__JOB__
Render the data as a two-column CSV with the headers `request` and `points`, one row per item, from the beginning of the data through the line containing "[(87, 272)]". Put each item's text and its answer in one quoted field each, replace line breaks with spaces, and leave out the pictures.
** Begin SOURCE MATERIAL **
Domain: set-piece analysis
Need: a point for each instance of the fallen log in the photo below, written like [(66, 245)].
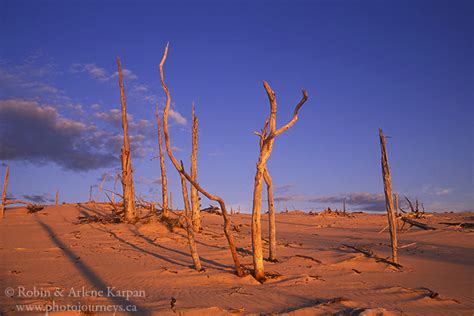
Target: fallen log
[(369, 253), (417, 224)]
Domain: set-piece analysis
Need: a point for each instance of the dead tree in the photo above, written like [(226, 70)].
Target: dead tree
[(196, 216), (171, 200), (271, 217), (126, 157), (387, 181), (266, 146), (182, 171), (164, 181), (189, 224), (4, 192)]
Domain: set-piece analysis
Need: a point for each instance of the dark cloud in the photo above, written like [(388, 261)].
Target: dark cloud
[(35, 133), (38, 198), (359, 200)]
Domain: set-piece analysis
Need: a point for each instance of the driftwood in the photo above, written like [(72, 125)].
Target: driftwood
[(417, 224), (196, 216), (181, 170), (267, 138), (387, 181), (126, 156), (369, 253), (189, 227), (4, 192), (164, 181)]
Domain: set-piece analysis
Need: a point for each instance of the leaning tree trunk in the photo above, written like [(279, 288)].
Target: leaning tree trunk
[(271, 217), (266, 147), (387, 181), (196, 215), (4, 192), (189, 225), (164, 181), (182, 171), (126, 157)]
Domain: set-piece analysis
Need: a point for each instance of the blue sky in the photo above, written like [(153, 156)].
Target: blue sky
[(404, 66)]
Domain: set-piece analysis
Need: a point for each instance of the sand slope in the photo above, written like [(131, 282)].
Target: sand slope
[(316, 274)]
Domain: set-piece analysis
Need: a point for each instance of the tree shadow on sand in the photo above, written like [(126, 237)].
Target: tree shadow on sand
[(87, 272)]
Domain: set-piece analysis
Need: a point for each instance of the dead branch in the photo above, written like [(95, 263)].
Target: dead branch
[(417, 224), (266, 147), (196, 216), (126, 156), (387, 180), (181, 170), (4, 192), (164, 181)]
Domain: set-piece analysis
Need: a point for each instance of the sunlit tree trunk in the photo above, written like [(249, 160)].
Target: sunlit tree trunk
[(126, 156), (182, 171), (4, 192), (196, 215), (164, 181), (387, 181), (266, 146)]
** End SOURCE MATERIAL **
__SOLUTION FOR THIS PROBLEM__
request,points
"Domain: set-piece analysis Need: a point for each instance of the fallen log in the photo below, written like [(66, 245)]. Target: fallen log","[(369, 253), (417, 224)]"
"Domain: set-piece analysis Need: a point for each instance of the dead tree in the photo above, written like [(226, 70)]. Target: dead tree","[(196, 216), (171, 200), (271, 217), (126, 157), (387, 181), (266, 146), (182, 171), (164, 181), (189, 224), (4, 192)]"
"Domain: set-piece analysis Need: a point for each instance of the dark cloud in the photo above, written like [(388, 261)]. Target: dark cloud","[(35, 133), (38, 198), (359, 200)]"
"Domain: set-piece analysis Need: a point for each instance of the driftwood in the photo above, written like [(72, 125)]. Target: driftwood","[(417, 224), (196, 216), (181, 170), (267, 138), (387, 181), (126, 156), (369, 253), (189, 227), (4, 192), (164, 181)]"
"Domain: set-piece analysis Need: a point for each instance of the leaning tree trunk in the photo above, written like [(279, 288)]. Target: leaning tree trunk","[(271, 217), (266, 147), (387, 181), (196, 215), (4, 192), (189, 225), (164, 181), (182, 171), (126, 157)]"
"Domain: set-piece analysis Need: a point for each instance of the blue sky in the photo above, written like [(153, 156)]. Target: blue sky","[(404, 66)]"
"Domain: set-piece analysis Need: a point for each instance of the sand slope in the photo above, written like [(131, 282)]. Target: sand slope","[(316, 274)]"
"Domain: set-piece analysis Need: a point for each instance of the tree shadow on sand in the photo above, written like [(126, 237)]. Target: tree shadow on sand","[(87, 272)]"